PROBLEM REQUIREMENTS: Your output should be the line with "Exercise. Point out the silver" followed by every remaining line of the entries, reproduced exactly.

━━━ EXCERPTED DATA ━━━

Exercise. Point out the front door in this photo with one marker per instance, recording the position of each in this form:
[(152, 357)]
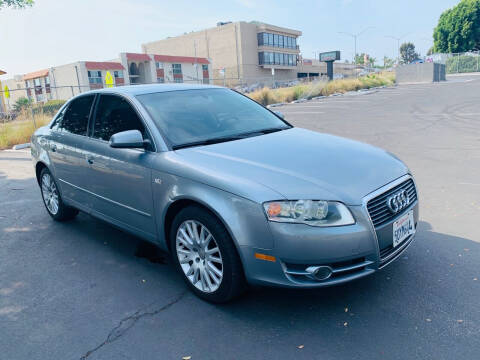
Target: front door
[(120, 179), (68, 131)]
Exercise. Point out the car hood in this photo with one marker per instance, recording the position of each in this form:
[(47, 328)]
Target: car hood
[(292, 164)]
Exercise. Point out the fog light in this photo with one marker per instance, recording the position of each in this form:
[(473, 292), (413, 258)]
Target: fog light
[(319, 272), (265, 257)]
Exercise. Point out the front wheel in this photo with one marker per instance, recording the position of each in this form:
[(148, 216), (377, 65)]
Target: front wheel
[(204, 253), (52, 199)]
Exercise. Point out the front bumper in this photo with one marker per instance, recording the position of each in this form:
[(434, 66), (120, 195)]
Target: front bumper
[(350, 252)]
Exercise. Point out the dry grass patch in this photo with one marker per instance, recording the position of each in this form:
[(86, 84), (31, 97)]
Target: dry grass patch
[(20, 130), (267, 96)]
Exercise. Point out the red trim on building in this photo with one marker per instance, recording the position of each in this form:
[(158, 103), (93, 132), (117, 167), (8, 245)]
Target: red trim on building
[(103, 65), (180, 59), (96, 86), (138, 57), (36, 74)]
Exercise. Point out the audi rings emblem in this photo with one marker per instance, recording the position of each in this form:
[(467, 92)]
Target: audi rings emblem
[(398, 201)]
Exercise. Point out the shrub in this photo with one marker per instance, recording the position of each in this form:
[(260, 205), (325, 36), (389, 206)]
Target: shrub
[(462, 64), (267, 96)]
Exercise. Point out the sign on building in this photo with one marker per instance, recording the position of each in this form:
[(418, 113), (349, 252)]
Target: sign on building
[(109, 79), (330, 56)]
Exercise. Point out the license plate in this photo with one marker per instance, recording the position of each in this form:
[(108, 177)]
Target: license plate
[(403, 228)]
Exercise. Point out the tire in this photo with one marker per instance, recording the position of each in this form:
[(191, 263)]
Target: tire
[(52, 199), (206, 285)]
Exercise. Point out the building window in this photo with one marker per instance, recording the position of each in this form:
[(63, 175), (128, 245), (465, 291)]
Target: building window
[(177, 68), (95, 77), (275, 40), (47, 84), (271, 58)]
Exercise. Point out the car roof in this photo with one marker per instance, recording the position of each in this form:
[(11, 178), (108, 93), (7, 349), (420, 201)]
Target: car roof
[(133, 90)]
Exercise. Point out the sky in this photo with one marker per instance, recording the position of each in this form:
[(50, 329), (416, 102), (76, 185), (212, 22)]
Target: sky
[(56, 32)]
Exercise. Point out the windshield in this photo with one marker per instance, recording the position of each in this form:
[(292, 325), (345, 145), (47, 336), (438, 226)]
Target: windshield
[(195, 116)]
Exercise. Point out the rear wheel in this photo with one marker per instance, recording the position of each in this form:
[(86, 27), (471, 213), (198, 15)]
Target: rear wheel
[(52, 199), (204, 253)]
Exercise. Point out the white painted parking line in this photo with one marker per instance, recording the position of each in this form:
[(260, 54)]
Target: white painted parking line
[(304, 112), (473, 184)]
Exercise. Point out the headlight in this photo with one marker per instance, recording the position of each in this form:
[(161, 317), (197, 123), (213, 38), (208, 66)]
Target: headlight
[(310, 212)]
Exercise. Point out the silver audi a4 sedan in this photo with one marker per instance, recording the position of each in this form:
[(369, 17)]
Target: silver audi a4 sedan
[(235, 193)]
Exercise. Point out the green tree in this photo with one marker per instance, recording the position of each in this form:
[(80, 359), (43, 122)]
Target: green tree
[(21, 104), (458, 28), (17, 4), (360, 59), (388, 62), (407, 53)]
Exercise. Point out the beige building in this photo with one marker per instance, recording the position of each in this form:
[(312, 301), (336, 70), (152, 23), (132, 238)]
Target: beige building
[(64, 81), (240, 52)]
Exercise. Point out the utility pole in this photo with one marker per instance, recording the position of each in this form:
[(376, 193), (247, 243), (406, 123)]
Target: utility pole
[(355, 36), (196, 63)]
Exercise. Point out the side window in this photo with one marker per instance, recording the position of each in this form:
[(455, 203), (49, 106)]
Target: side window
[(58, 119), (115, 114), (75, 117)]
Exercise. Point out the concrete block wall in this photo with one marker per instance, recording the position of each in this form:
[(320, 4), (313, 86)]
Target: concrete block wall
[(420, 73)]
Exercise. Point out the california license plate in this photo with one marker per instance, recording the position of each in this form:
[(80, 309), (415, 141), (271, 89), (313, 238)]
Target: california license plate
[(403, 228)]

━━━

SOLVED EXERCISE:
Exercise. Point out the silver audi a4 sedan in this photo with one marker per instance, recording the position of each in this form:
[(369, 17)]
Target: silver audi a4 sedan
[(235, 193)]
Exercise. Point out the green tree in this photo with one marker per instance, recording the position of each in this form:
[(80, 359), (43, 122)]
Target: green tree
[(21, 104), (458, 28), (17, 4), (360, 59), (388, 62), (407, 53)]
Exercise. Point out the beige building in this photo with one marker per instance, recording the position of each in this form:
[(312, 301), (336, 70), (152, 23), (132, 238)]
Target: beige building
[(64, 81), (240, 52)]
Exercise. Point out the utility pole in this photo with one marker per instance, recording the position of each in this form:
[(376, 193), (247, 243), (406, 123)]
Target: utility pole
[(355, 36), (196, 63)]
Exercise. Point out the side window in this photo with one marker per instance, recording the position of each in this form:
[(455, 203), (49, 106)]
Target: side window
[(58, 119), (115, 114), (75, 117)]
Exercise. Point out the concrete block wall in this photo with one marker per instance, recording the position of each in this form:
[(320, 4), (313, 86)]
Target: concrete block wall
[(420, 73)]
Exercise. Point out the california license plate in this photo with one marker per instance, recording the position of each in this form:
[(80, 309), (415, 141), (271, 89), (313, 238)]
Target: california license plate
[(403, 228)]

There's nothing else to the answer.